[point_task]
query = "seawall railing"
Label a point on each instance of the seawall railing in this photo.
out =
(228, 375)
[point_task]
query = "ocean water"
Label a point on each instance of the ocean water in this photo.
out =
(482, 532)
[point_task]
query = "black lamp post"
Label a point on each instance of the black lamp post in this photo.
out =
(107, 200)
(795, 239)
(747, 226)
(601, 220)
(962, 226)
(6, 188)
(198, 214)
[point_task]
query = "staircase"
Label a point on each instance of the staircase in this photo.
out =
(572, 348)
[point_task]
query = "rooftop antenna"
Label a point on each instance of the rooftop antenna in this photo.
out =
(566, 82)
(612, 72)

==

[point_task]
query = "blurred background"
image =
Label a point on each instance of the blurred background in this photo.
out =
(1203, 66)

* _WORK TO BE COMPLETED_
Give only the number of lines in the items above that contain the string "this", where case counts.

* _FINAL RESULT_
6